* 使う資料:

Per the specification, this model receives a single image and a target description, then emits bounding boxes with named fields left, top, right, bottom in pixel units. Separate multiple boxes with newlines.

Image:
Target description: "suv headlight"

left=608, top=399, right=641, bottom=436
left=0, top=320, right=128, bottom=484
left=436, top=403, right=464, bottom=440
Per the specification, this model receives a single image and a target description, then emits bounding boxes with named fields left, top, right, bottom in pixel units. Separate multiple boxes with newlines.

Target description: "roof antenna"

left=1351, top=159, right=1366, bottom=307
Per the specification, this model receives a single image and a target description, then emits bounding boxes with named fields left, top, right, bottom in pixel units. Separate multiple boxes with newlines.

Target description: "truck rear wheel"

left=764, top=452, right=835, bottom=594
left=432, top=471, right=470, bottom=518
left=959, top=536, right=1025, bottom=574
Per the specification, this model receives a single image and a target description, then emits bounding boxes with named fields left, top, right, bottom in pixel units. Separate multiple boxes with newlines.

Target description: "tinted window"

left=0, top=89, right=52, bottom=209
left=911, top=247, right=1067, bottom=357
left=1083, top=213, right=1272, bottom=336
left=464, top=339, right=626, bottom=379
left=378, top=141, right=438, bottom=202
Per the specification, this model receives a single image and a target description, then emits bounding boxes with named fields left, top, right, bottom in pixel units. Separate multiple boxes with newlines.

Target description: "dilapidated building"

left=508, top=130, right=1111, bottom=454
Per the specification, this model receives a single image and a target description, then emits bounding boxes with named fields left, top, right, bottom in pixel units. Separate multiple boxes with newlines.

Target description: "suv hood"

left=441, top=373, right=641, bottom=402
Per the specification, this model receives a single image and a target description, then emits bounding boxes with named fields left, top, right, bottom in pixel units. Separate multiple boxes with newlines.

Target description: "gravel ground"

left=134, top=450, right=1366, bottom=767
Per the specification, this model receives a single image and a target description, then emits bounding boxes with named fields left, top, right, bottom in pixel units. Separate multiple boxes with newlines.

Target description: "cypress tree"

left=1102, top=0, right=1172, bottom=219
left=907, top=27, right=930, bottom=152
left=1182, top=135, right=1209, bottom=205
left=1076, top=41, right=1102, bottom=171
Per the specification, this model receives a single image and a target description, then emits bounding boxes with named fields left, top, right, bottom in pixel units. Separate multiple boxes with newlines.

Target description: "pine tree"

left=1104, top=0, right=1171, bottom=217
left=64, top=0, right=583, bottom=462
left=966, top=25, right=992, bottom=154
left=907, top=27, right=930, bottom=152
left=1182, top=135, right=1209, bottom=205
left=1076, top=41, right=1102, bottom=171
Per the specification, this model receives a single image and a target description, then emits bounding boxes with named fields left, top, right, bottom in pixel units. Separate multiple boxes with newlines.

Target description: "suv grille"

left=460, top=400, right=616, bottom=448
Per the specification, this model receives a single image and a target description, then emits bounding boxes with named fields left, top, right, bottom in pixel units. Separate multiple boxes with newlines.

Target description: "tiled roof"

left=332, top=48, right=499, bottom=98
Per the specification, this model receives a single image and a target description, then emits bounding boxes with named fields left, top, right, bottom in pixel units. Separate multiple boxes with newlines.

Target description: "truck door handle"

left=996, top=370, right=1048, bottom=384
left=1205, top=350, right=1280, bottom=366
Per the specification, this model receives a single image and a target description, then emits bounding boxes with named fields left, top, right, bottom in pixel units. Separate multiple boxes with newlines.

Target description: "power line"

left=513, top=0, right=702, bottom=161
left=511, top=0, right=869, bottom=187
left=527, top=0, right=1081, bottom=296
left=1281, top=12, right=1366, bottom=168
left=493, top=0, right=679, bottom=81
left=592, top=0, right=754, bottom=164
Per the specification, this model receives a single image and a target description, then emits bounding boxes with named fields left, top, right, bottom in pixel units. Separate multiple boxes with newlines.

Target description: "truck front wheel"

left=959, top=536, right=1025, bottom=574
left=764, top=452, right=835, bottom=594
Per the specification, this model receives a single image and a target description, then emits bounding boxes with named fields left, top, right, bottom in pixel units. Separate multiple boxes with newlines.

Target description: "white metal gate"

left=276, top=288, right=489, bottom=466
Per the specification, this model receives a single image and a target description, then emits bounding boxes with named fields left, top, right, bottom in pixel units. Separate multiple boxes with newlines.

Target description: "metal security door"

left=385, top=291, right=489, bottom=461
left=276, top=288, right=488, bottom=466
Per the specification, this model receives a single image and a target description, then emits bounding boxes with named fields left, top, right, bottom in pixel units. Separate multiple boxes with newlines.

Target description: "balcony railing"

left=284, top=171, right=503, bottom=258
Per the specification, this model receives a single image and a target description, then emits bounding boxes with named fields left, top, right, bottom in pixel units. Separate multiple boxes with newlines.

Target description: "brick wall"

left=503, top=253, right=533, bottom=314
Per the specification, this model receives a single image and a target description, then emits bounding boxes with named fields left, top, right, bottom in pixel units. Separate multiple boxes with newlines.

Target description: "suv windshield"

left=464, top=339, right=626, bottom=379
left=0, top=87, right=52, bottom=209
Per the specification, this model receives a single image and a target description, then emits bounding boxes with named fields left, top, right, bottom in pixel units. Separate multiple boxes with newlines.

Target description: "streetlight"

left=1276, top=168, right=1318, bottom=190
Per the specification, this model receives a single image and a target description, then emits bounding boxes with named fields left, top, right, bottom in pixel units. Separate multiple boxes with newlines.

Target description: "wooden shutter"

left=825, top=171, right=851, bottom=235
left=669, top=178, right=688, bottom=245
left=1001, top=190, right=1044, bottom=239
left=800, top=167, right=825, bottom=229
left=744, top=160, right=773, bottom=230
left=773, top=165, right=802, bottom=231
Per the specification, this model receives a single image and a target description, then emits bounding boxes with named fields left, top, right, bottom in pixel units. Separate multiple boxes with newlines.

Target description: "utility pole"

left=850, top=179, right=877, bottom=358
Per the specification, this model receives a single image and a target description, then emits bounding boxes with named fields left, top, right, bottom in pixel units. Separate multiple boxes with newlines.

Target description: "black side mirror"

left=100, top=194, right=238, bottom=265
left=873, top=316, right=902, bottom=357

* やること: 上の行のうち「metal」という文字列を含む行を数えて、その数だけを書いてください。大文字と小文字は区別します。

* 答え: 2